WHAT YOU SHOULD DO> Copy out the listing that follows exactly, dropping every picture.
-- START OF EXTRACTED MATERIAL --
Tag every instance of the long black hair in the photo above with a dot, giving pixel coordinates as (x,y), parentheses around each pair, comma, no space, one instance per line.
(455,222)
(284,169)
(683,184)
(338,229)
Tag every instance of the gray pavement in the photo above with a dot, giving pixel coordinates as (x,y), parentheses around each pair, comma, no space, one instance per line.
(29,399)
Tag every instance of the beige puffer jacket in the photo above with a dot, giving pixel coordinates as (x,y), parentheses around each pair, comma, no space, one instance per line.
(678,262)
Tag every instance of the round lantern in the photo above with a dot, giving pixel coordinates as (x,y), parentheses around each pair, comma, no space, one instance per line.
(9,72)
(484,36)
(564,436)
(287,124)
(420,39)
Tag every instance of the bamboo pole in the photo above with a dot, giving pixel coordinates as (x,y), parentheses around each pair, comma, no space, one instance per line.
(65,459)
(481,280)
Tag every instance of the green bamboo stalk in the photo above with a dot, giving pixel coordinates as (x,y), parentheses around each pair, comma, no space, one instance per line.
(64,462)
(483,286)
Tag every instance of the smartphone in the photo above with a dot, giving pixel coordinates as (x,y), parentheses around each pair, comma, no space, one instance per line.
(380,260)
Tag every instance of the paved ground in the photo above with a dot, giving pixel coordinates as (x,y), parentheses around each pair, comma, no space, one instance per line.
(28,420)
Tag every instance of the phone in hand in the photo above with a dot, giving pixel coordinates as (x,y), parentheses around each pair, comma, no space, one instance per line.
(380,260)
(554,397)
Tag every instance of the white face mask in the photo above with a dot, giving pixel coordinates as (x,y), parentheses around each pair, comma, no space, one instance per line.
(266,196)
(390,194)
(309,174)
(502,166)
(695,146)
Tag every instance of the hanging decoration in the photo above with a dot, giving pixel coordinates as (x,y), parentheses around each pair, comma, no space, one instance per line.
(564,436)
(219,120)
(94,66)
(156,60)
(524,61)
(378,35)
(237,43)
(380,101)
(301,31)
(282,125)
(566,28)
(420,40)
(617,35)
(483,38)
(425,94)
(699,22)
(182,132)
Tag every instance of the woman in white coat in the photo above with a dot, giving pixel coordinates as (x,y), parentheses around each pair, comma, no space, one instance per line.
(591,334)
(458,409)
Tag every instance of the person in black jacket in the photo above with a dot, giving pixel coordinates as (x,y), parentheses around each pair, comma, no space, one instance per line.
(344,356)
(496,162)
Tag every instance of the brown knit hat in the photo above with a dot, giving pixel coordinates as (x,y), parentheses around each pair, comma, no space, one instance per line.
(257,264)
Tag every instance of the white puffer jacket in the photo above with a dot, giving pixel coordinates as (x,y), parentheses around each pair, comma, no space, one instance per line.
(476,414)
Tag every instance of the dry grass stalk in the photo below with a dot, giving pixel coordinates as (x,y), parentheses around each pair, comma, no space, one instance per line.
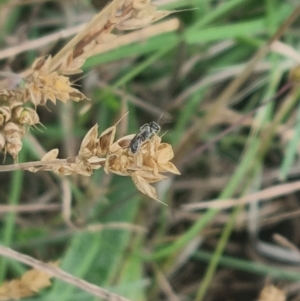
(48,78)
(31,283)
(95,152)
(60,274)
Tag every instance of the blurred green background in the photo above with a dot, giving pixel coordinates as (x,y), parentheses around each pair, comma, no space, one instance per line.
(141,249)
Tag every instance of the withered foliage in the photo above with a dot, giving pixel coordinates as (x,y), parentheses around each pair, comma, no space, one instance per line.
(48,77)
(144,168)
(32,282)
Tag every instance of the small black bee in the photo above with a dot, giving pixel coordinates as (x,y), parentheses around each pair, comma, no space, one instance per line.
(145,133)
-- END OF EXTRACTED MATERIAL --
THE COMPLETED TASK>
Tag every instance of the long black hair in the photo above with a dot, giving pixel coordinates as (x,y), parentheses around each pair, comma, no space, one instance per line.
(455,222)
(284,169)
(683,184)
(338,229)
Tag every instance of the gray pavement in the photo above with a dot, giving pixel coordinates as (x,y), parentheses around each pair, comma, no space, one instance per line.
(29,399)
Tag every instance of the beige puffer jacket in the photo above with a dot, giving pixel coordinates as (x,y), parentheses around each pair, comma, no space, one instance per line.
(678,262)
Tag every instance of the round lantern in the photo above with a dot, giving pixel coordinates as (x,y), parentheses around each pair, comma, no space, one instance per line.
(9,72)
(484,36)
(564,436)
(287,124)
(420,39)
Tag every instance of the bamboo pole in the photo above with a dot, giving pixel coordinates as (x,y), parentheses around each pair, comma, no space, one instance per line.
(65,459)
(481,280)
Tag every instance of the green bamboo stalk in the photo above with a dot, giving pixel coordinates as (x,y), parentheses around each pair, comma, no space, one instance per line.
(64,462)
(483,286)
Tag every instance of the smartphone in the photo above with a dot, giving pixel coordinates as (x,y), parentheses around each pair, comma, no space, one instance per line.
(380,260)
Tag every instance of the paved ground in the photo above with a dot, giving pixel coordinates as (x,y), parentheses around each pair, comma, no space, one instance per line.
(28,420)
Tag every instance of the phone in hand in the photo above with a dot, giving pixel coordinates as (x,y), parentheses around each pair, comma, no space, one instance per line.
(380,260)
(554,397)
Tag every instance of the white face mask in the photo above with a dot, giving pixel coordinates as (x,y), parentheses around each pair, comma, no space, one instance per line.
(266,196)
(390,194)
(309,174)
(502,166)
(695,146)
Tag every instance of the hanging decoration in the photo above with a dot, giving pixel coordinates as (x,y), parentheses around each pair, comma, no space, one instance per line.
(564,436)
(219,120)
(94,66)
(156,60)
(524,61)
(378,35)
(237,43)
(380,101)
(301,31)
(282,125)
(566,28)
(420,40)
(617,35)
(483,38)
(425,94)
(699,22)
(182,132)
Tag every instance of the woman in white coat in the photo above with a dot, giving pixel coordinates as (x,y), parentheses around each pair, comma, no space, one instance per line.
(591,334)
(458,409)
Tag every instance of the person in black jacket in the photo above with a dot, giving pixel coordinates as (x,y), parentheses around each pair, comma, no space, one instance per line.
(344,356)
(496,162)
Tag every instance of the brown knit hat in the photo above with a dot, giving pixel coordinates as (x,y), parentheses around each pair, comma, no space, one instance per line.
(257,264)
Tag every instance of the white puffer jacket in the photo above with a dot, giving pixel coordinates as (x,y), parentheses around each pair, comma, no space, one instance per line.
(476,414)
Tag every instance of the dry grass stalk in the photo below with a dot, giving pixel coordinates as (x,y), parentheses around each pair, comma, no space, one instance per line.
(48,78)
(31,283)
(95,152)
(60,274)
Tag every instance of the blurred green background in the photo above with a dot, giving pixel coordinates as (x,y), parentheses around each pair, comma, no space, one instance per line.
(141,249)
Tag every instance of the withered foliage in the photo above with a dot, giving pixel coordinates as (x,y), parentheses around each pair, comma, no space, one instance per line.
(48,77)
(144,168)
(32,282)
Tag every instance of the small black bee in the photo above with a dot, giving pixel coordinates as (x,y), parentheses around each pair, comma, no space, one instance per line.
(145,133)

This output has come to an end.